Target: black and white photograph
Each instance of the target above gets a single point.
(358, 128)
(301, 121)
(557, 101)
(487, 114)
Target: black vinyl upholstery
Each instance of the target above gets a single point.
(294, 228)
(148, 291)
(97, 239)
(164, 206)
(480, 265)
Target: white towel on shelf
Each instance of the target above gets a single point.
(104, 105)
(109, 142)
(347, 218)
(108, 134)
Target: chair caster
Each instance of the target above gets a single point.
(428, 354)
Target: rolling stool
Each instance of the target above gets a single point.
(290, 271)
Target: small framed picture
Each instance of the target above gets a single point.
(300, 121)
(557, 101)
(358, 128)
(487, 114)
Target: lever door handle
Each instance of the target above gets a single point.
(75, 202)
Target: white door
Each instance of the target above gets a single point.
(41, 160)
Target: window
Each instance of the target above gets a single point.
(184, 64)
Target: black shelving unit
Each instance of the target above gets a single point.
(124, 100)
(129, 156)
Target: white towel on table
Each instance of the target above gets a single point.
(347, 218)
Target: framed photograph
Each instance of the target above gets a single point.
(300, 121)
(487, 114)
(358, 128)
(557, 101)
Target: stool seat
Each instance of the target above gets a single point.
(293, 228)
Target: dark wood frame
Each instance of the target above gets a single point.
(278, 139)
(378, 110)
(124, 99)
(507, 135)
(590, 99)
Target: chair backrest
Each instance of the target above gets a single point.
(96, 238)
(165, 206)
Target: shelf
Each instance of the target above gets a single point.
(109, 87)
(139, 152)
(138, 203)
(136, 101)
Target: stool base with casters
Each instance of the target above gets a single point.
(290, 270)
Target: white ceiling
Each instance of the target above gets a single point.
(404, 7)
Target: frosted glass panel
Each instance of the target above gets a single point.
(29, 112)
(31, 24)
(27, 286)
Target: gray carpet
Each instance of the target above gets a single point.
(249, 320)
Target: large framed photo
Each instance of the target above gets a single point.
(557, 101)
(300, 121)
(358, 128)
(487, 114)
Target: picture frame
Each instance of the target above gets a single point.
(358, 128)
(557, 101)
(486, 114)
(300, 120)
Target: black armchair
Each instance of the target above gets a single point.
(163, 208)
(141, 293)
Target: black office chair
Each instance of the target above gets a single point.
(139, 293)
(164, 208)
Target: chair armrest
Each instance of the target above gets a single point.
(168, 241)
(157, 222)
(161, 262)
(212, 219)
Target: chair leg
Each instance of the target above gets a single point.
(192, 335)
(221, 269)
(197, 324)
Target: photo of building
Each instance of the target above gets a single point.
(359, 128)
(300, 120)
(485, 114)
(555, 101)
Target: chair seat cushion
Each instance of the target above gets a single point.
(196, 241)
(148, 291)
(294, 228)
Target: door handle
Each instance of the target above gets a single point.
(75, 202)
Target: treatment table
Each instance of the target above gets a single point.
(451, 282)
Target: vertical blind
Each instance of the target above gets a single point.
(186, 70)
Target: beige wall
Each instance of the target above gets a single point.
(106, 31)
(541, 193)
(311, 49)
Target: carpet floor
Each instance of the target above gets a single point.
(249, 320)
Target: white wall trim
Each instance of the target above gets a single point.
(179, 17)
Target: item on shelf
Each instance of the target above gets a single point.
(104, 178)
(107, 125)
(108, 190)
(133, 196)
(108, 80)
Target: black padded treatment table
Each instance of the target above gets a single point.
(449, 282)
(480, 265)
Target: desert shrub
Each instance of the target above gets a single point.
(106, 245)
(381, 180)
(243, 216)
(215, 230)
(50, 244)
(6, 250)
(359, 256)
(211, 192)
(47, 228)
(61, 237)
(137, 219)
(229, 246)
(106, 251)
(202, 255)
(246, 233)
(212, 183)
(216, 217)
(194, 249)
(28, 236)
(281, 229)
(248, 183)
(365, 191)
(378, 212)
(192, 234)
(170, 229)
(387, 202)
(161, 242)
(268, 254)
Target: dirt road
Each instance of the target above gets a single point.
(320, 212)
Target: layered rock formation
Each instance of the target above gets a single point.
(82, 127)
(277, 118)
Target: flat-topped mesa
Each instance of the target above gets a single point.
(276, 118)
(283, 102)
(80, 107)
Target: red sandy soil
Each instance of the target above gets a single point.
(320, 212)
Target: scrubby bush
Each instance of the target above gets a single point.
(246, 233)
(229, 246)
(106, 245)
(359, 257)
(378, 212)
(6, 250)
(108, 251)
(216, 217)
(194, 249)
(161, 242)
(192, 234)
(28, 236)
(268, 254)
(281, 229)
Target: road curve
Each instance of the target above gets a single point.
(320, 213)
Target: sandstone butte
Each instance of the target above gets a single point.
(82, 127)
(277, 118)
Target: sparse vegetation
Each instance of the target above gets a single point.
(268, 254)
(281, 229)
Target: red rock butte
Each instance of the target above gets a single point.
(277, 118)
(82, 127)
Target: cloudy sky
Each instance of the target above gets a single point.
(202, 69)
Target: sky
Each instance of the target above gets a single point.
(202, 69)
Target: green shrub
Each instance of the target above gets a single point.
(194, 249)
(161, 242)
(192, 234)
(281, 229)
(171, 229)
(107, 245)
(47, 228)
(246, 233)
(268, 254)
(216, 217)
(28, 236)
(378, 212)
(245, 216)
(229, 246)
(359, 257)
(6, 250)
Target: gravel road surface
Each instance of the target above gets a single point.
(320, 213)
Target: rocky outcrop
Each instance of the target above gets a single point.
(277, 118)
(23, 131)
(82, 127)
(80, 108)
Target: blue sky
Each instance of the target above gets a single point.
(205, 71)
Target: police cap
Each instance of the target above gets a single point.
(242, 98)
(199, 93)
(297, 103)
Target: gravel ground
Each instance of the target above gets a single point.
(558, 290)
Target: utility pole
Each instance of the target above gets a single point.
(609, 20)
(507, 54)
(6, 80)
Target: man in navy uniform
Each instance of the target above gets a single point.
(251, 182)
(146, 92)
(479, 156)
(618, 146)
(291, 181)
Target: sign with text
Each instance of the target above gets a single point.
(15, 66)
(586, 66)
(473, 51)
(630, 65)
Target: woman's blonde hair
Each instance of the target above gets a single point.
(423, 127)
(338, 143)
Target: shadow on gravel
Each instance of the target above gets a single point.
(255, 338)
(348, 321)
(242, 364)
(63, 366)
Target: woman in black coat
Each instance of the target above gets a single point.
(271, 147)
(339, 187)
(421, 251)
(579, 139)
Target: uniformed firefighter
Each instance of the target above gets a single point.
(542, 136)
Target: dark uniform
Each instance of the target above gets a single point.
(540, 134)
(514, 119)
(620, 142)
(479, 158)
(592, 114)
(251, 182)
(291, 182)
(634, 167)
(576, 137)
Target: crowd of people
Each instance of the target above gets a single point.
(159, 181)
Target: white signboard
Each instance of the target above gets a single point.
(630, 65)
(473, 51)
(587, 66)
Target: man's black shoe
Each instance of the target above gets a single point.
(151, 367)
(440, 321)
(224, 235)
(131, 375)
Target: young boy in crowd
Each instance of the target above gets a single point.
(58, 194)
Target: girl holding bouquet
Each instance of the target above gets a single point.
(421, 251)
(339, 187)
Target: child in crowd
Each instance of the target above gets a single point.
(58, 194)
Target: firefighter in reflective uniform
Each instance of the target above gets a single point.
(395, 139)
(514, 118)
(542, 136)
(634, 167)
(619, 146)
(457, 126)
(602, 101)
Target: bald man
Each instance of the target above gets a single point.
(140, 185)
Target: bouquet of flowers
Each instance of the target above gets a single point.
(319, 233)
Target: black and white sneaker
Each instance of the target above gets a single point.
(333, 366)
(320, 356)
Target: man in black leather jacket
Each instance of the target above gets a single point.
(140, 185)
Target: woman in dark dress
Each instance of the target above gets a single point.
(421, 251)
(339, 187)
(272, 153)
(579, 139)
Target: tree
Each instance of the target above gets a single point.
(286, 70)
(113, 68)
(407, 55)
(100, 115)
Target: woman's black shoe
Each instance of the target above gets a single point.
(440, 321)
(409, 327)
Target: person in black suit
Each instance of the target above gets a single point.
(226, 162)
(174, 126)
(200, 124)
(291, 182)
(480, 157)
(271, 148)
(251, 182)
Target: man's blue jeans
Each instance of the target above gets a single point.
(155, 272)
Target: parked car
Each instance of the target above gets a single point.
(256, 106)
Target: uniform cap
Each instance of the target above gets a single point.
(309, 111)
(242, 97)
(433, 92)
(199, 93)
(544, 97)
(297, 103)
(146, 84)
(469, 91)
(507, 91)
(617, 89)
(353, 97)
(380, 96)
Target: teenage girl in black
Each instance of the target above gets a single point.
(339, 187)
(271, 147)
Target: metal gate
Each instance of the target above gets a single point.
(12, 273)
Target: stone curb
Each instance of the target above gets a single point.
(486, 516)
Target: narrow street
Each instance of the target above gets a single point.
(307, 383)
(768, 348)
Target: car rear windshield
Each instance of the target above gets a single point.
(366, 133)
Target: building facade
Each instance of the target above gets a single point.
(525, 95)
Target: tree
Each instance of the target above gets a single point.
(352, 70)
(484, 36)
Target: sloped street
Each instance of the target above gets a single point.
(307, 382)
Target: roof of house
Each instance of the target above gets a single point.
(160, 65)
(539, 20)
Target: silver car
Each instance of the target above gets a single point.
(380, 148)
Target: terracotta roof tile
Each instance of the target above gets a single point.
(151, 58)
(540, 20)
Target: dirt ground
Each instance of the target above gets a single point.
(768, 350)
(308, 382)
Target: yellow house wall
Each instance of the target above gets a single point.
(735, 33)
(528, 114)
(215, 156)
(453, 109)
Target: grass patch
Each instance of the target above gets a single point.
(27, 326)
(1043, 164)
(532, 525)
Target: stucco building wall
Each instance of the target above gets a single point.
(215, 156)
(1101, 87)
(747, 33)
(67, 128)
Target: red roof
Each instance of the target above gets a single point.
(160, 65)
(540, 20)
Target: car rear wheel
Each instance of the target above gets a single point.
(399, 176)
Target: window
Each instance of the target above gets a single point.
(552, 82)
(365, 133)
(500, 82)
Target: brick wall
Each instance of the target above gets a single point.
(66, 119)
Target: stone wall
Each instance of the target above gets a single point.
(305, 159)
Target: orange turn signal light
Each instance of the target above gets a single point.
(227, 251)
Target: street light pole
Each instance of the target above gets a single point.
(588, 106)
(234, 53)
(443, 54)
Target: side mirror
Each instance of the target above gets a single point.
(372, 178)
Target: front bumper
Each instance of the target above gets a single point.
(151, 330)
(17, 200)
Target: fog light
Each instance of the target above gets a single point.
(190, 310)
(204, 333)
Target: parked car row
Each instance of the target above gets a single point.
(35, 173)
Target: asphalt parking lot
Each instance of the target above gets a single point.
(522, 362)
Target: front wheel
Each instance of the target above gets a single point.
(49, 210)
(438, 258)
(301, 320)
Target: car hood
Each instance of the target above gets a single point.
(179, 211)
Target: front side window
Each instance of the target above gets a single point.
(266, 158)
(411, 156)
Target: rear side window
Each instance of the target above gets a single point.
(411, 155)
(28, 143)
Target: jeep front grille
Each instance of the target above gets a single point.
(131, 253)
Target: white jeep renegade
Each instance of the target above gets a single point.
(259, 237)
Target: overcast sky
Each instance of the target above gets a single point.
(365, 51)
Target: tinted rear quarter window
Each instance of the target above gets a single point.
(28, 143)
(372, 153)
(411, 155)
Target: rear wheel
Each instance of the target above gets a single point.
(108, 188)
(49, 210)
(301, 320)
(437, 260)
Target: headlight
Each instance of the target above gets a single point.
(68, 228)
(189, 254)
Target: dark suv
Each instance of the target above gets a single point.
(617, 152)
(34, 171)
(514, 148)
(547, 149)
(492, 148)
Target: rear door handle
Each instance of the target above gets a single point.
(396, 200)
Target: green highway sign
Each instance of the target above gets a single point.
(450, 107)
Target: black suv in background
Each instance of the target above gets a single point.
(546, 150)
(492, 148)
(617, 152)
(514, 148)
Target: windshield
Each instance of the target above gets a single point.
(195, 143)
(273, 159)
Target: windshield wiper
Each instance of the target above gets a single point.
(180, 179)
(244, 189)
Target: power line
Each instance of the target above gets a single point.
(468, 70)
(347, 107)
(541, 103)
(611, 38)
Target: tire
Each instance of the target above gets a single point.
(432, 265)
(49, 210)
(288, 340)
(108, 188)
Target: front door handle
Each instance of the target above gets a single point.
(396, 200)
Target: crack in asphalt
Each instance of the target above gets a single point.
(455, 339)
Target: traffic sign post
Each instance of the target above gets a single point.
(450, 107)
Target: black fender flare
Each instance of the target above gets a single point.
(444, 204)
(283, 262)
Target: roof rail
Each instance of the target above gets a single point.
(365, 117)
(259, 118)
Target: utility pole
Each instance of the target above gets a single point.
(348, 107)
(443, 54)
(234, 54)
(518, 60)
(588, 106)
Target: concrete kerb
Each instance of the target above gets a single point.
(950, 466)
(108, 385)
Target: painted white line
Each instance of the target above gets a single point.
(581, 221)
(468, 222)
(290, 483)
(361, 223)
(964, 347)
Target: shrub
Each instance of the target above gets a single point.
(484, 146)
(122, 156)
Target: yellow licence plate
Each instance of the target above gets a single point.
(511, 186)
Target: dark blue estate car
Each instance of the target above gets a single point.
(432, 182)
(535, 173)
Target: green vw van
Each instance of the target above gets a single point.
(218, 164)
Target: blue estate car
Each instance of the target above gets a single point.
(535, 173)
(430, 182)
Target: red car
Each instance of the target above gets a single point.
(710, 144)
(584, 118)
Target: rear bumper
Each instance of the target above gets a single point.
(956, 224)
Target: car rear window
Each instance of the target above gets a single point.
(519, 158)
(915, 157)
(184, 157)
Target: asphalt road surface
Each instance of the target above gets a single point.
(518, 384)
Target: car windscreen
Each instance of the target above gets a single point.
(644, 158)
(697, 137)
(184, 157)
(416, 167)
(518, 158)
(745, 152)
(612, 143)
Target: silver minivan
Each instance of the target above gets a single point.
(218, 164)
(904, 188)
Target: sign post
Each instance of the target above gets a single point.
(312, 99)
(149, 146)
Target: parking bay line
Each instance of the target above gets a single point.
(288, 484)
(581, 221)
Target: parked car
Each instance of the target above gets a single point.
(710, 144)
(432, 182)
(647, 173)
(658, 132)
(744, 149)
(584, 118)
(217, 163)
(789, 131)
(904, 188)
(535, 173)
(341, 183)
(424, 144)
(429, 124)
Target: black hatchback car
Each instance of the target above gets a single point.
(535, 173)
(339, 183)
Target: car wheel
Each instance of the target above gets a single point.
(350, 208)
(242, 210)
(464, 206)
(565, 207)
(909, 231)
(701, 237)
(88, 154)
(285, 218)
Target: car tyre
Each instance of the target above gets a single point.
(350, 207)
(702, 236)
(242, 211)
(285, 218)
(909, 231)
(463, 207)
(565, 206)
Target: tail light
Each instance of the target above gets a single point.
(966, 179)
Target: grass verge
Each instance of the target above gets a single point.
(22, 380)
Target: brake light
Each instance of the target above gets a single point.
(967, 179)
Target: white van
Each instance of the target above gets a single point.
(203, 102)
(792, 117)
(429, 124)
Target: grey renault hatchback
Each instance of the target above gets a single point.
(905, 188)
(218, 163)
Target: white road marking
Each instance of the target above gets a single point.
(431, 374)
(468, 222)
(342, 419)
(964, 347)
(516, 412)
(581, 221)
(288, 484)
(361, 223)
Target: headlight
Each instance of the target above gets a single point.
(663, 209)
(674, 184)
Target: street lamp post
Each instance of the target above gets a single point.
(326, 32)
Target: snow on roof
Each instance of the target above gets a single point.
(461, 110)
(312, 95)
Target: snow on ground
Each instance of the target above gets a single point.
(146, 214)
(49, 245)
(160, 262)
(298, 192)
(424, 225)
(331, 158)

□ □ □

## WHAT IS EXPECTED:
In the listing above, find the line with "Target: sign post" and set down that line and all after it exactly, through the final line.

## THE RESPONSE:
Target: sign post
Each instance of the target above gets a single point.
(312, 99)
(149, 146)
Target: parking bay line
Each instance of the target above gets a single point.
(288, 484)
(581, 221)
Target: parked car
Each instance of the target above gets a single point.
(710, 144)
(432, 182)
(647, 173)
(658, 132)
(744, 149)
(584, 118)
(217, 163)
(789, 131)
(904, 188)
(535, 173)
(341, 183)
(424, 144)
(429, 124)
Target: black hatchback car
Each instance of the target above gets a single point.
(535, 173)
(339, 183)
Target: car wheel
Each instance of the target above gets a single point.
(350, 208)
(242, 210)
(464, 206)
(565, 207)
(909, 231)
(701, 237)
(88, 154)
(285, 218)
Target: car tyre
Each instance of the target above gets a single point.
(350, 207)
(702, 236)
(242, 211)
(285, 218)
(909, 231)
(463, 207)
(565, 206)
Target: tail light
Each instance of the target above gets a single point.
(966, 179)
Target: grass verge
Each instance of the target above gets a single point.
(22, 380)
Target: brake light
Each instance of the target above gets a single point.
(967, 179)
Target: white van
Each instance of the target above gets a single point.
(203, 102)
(792, 117)
(429, 124)
Target: grey renault hatchback
Each instance of the target above gets a single point.
(905, 188)
(218, 163)
Target: white road marking
Each instance of the target above gets a single point.
(431, 374)
(468, 222)
(342, 419)
(964, 347)
(516, 412)
(581, 221)
(288, 484)
(361, 223)
Target: headlight
Each instance of the target above gets a single point.
(663, 209)
(674, 184)
Target: street lamp post
Each instance of the target above gets a single point.
(326, 32)
Target: snow on roof
Each instance of the target above gets a single point.
(461, 110)
(312, 95)
Target: snow on ground
Each instance of the target above gets a single point.
(146, 214)
(49, 245)
(160, 262)
(298, 192)
(424, 225)
(331, 158)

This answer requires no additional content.